DOKUMENT —
************

Robotik im Handwerk? In Berufen, in denen praktisches Geschick, Fingerfertigkeit und sehr konkrete Erfahrung oft entscheidende Schlüsselqualifikationen sind? „Ja doch!“ waren sich die Architekten Prof. Sven Pfeiffer und Prof. Erhard An-He Kinzelbach gemeinsam mit Robotik-Professor Dr. Daniel Schilberg vom Fachbereich Mechatronik und Maschinenbau einig. Und so entwickelten sie fachbereichsübergreifend die Vision einer Fertigungszelle für das Bauhandwerk, in der Mensch und Maschine auf eine neue Art zusammenwirken sollen. Diese soll „CoBotCraftLab – Labor für Mensch-Roboter-Kollaboration und digitales Handwerk“ heißen.
Sie dachten dabei etwa an alte Techniken wie schraubenloses Zusammenfügen, aber auch an automatisiertes Anwenden von Werkzeugen wie zum Beispiel Bohrern und Fräsen zur Fertigung von komplexen Bauteilen. Und mit dieser Idee tauchten auch zahlreiche Forschungsfragen auf dem Weg zu Lösungen für solche Aufgaben auf:
- Inwiefern sind robotische Prozesse in der Lage, herkömmliche handwerkliche Prozesse abzubilden, traditionelle Techniken zu reanimieren und diese auf Bauprozesse zu übertragen und zu skalieren?

************

(Dateneinträge)
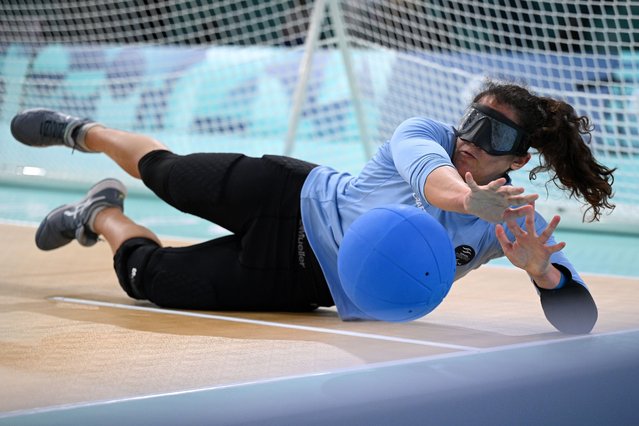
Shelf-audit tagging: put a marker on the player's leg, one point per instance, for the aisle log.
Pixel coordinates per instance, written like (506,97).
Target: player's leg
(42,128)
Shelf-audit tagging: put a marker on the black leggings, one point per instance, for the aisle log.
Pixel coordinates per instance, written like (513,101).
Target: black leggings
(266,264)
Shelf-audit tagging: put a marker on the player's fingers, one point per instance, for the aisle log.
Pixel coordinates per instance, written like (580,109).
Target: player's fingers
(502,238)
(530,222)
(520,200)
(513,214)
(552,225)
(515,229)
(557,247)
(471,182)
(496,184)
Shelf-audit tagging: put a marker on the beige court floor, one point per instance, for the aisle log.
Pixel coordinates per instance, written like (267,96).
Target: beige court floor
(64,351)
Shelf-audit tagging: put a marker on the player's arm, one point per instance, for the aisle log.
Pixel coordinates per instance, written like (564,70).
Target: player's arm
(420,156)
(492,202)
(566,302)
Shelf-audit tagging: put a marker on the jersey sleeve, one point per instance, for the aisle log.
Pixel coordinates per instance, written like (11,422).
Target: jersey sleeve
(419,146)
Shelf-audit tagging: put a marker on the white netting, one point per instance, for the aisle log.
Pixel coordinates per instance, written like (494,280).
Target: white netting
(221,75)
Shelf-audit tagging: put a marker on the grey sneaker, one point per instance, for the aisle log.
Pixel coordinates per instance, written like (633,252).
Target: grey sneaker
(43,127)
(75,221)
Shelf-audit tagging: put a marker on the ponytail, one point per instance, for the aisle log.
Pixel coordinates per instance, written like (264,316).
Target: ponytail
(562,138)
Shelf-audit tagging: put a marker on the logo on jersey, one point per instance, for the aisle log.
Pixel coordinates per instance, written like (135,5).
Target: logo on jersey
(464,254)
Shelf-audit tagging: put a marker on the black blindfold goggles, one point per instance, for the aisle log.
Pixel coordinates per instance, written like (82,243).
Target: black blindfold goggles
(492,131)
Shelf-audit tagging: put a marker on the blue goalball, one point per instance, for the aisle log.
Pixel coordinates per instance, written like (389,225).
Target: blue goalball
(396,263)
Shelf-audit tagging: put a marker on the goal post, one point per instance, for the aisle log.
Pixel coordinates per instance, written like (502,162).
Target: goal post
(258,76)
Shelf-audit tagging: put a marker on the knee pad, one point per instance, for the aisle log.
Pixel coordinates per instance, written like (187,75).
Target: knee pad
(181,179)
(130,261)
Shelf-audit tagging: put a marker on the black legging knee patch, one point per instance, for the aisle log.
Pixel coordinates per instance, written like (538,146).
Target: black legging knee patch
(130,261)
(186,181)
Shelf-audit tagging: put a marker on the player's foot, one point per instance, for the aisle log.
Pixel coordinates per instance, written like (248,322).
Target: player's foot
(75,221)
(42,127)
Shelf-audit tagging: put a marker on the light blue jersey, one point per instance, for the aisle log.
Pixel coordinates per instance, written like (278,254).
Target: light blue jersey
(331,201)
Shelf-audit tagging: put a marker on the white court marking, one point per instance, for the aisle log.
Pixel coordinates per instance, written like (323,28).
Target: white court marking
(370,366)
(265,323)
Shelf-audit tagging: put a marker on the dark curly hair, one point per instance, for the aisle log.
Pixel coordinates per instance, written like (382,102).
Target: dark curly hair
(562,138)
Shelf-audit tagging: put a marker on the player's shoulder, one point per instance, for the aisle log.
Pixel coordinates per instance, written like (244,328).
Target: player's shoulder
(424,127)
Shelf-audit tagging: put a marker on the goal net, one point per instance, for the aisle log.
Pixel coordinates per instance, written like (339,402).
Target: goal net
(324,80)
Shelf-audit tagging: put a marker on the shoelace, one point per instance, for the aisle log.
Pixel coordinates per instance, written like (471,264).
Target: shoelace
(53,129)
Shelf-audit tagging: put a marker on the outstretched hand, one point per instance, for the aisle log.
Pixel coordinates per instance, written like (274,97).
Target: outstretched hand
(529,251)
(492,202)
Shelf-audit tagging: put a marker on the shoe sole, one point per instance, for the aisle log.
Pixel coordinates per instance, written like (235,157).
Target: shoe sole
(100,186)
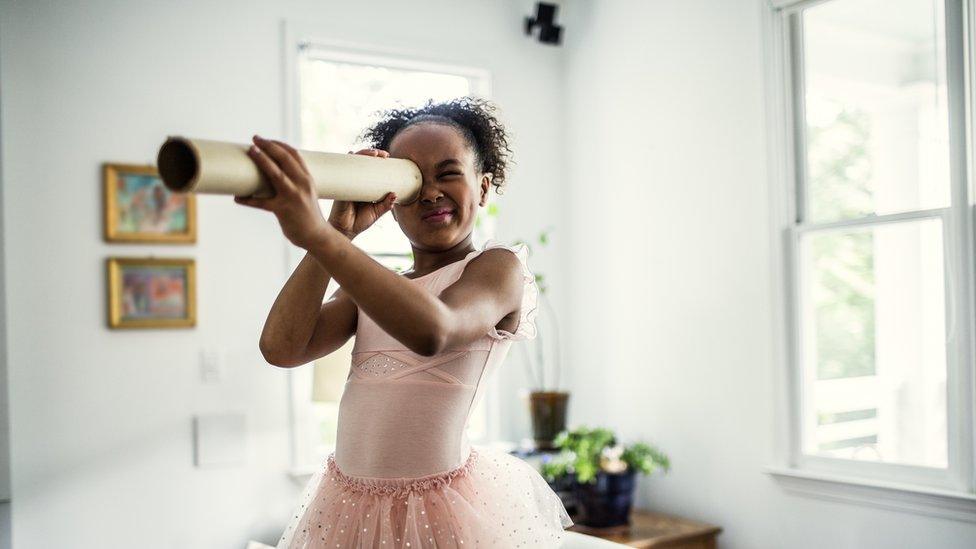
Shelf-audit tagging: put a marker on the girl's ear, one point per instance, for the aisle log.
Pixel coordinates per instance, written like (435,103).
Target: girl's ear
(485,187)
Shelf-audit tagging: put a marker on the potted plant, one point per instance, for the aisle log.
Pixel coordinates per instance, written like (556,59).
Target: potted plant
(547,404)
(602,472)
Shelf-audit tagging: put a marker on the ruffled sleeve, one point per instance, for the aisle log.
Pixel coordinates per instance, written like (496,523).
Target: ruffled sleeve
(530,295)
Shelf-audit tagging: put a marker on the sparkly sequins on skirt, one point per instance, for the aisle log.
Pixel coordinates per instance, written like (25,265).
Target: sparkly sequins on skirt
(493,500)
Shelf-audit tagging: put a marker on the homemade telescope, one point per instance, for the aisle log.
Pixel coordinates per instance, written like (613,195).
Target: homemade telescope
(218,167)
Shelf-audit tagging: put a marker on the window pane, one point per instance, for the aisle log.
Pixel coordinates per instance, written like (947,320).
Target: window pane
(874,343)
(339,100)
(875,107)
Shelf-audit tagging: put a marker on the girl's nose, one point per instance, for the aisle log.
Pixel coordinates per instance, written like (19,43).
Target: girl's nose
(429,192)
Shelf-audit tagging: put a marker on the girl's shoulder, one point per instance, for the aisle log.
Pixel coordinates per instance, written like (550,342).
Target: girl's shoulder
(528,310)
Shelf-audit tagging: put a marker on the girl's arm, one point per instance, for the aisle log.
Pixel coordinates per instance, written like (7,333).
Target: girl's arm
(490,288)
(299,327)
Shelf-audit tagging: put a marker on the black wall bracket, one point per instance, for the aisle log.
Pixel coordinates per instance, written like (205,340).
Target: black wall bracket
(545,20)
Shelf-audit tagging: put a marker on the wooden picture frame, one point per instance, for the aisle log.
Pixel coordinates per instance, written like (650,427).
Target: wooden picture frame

************

AUFGABE 1 —
Beantworte diese Fragen zum Text über Robotik im Handwerk:
(a) Welchem Fachbereich gehört Dr. Daniel Schilberg an?
(b) Wie soll die geplante Fertigungszelle vollständig heißen?
(c) Welche Werkzeuge nennt der Text als Beispiele für automatisiertes Anwenden?
AUFGABE 2 — Schreibe den Text über Robotik im Handwerk ab der Stelle weiter, an der er endet.

ERWARTETE ANTWORT 1 —
(a) Dem Fachbereich Mechatronik und Maschinenbau.
(b) „CoBotCraftLab – Labor für Mensch-Roboter-Kollaboration und digitales Handwerk“.
(c) Bohrer und Fräsen.

ERWARTETE ANTWORT 2 —
- Lassen sich gemeinsame Arbeitsräume (raumgleich und zeitgleich) von Handwerker*innen und Robotern konzipieren, die auf effiziente Art und Weise die Herstellung von Bauprodukten, z. B. Einbauelemente im Wohnungsbau, ermöglichen?
- Wie verändern sich Anforderungen an Arbeitssicherheit und Ergonomie im Rahmen des digitalen Handwerks und des demografischen Wandels?
- Wie lässt sich die existierende Lücke zwischen dem Erfahrungswissen des Menschen und der Präzision und Schnelligkeit der Robotik im Kontext von Bauprozessen schließen?
- Können kollaborative Mensch-Roboter-Interaktionen im Sinne einer kommenden Kreislaufbauwirtschaft über die synthetisierende Funktion hinaus auch zu demontierenden und analytisch sortierenden Prozessen genutzt werden?
Um sie beantworten zu können, haben die Wissenschaftler eine 7 Meter lange und 3 Meter breite Fertigungszelle mit sechs kollaborativen Robotern (Cobots) geplant, die auf Linearachsen beweglich gelagert sind. Sie sollen mit Werkzeugwechselsystemen mit anwendungsspezifischen oder generalistischen Manipulatoren ausgerüstet werden. Das Gesamtsystem verfügt über 42 Freiheitsgrade der Bewegung und soll ein weites Spektrum automatisierbarer Aufgaben aus dem Bereich des Bauwesens ausführen können.
Im Mittelbereich zwischen den die Cobots tragenden Achsen sollen sich die Menschen für ihre Interaktionen mit den Robotern bewegen können.
Für dieses Großgerät, für das Gesamtkosten von etwas mehr als 900.000 Euro veranschlagt werden, haben die Bochumer Forscher bei der Großgeräteaktion für Hochschulen für Angewandte Wissenschaften 2023 der Deutschen Forschungsgemeinschaft die Finanzierungszusage (Förderkennzeichen INST 234/14-1) erhalten. Herzlichen Glückwunsch!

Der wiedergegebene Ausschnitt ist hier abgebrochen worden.